• Petunjuk Tugas:
1 > Dalam teks tentang validasi desain, berapa putaran pengisian kuesioner yang dilakukan oleh Frengky Lesse, S.Pd.?
2 > Salin tanpa perubahan bagian teks validasi desain yang diawali dengan kata-kata yang memuat "4.2.4 Validasi Desain" dan ditutup dengan "Slameto, M.Pd, Dr.".
3 > Teruskan teks tentang validasi desain produk mulai dari bagian terakhir yang tersedia.

4.2.4 Validasi Desain
Setelah melalui tahapan desain produk, tahapan
selanjutnya adalah validasi desain produk. Desain
produk berupa model supervisi akademik teknik
mentoring pembinaan kompetensi pedagogik guru kelas
divalidasi oleh pakar praktisi di bidang pendidikan.
Validasi dilakukan oleh Prof. Dr. Slameto, M.Pd, Dr.
Bambang Ismanto, M.Si, dan Kepala sekolah SD
Kristen Tunas Gloria Kupang Frengky Lesse, S.Pd.
Validasi dilakukan menggunakan teknik delphi melalui
pengisian kuesioner oleh pakar yang dilakukan
sebanyak 2 putaran oleh Prof. Dr. Slameto, M.Pd dan
Dr.Bambang Ismanto, M.Si sedangkan 1 putaran oleh
102
Frengky Lesse, S.Pd. Validasi tersebut memberikan
hasil sebagai berikut:
1. Prof. Dr. Slameto, M.Pd
Berdasarkan validasi terhadap draft desain
model supervisi akademik teknik mentoring
terdapat beberapa hal yang perlu diperbaiki yaitu
penjabaran pentingnya model, sistematika
penulisan, tahapan 4 (evaluasi supervisi),
penyajian bagan pelaksanaan dan penambahan
petunjuk pada instrumen pendukung supervisi.

• Bahan yang Disediakan:
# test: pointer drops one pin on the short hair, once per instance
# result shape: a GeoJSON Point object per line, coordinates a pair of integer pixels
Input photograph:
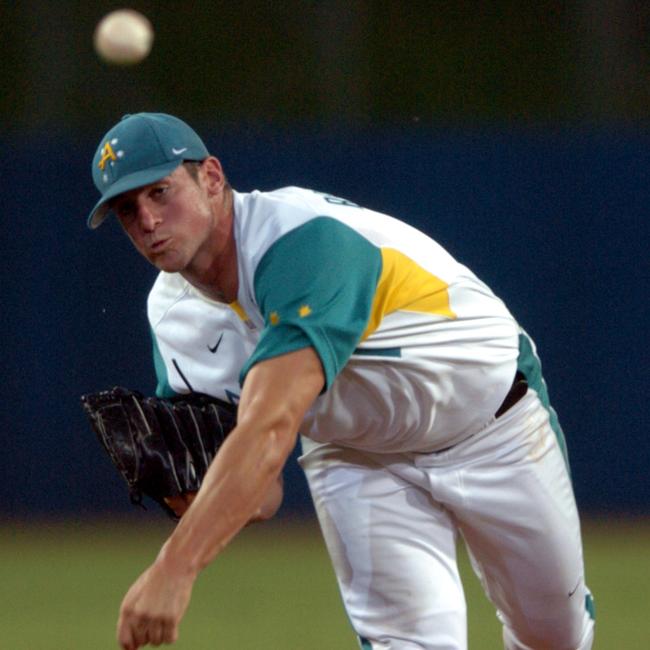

• Kumpulan Jawaban:
1 > Satu putaran.

2 >
4.2.4 Validasi Desain
Setelah melalui tahapan desain produk, tahapan
selanjutnya adalah validasi desain produk. Desain
produk berupa model supervisi akademik teknik
mentoring pembinaan kompetensi pedagogik guru kelas
divalidasi oleh pakar praktisi di bidang pendidikan.
Validasi dilakukan oleh Prof. Dr. Slameto, M.Pd, Dr.

3 >
2. Dr. Bambang Ismanto, M.Si
Berdasarkan validasi terhadap draft
desain model supervisi teknik mentoring terdapat
beberapa hal yang perlu diperbaiki, yaitu
penjabaran situasi problematis pada latar
belakang, penjelasan tujuan dan output pada
setiap tahapan, tahapan 4 (evaluasi) bagaimana
tindak lanjut dan instrumen pertanyaan
wawancara.
3. Frengky Lesse, S.Pd
Berdasarkan validasi terhadap draft model
secara keseluruhan cukup jelas dan mudah
dipahami
4.2.5 Perbaikan Desain
Berdasarkan validasi desain oleh para ahli
maka dilakukan perbaikan sebagai berikut:
103
1. Penjabaran latar belakang dipertajam dengan
menambahkan pentingnya model dan situasi
problematik di SD Kristen Tunas Gloria Kupang.
2. Struktur model diubah dengan menambahkan
kajian teori tentang model supervisi akademik
teknik mentoring.
3. Tahap pada evaluasi supervisi (penentuan akhir
supervisi) di follow up dengan kegiatan tindak lanjut
(perencanaan masa depan).
4. Setiap instrumen pendukung model supervisi
ditambahkan petunjuk penggunaan dan pertanyaan
wawancara dirinci agar setiap nomor hanya berisi
satu pertanyaan.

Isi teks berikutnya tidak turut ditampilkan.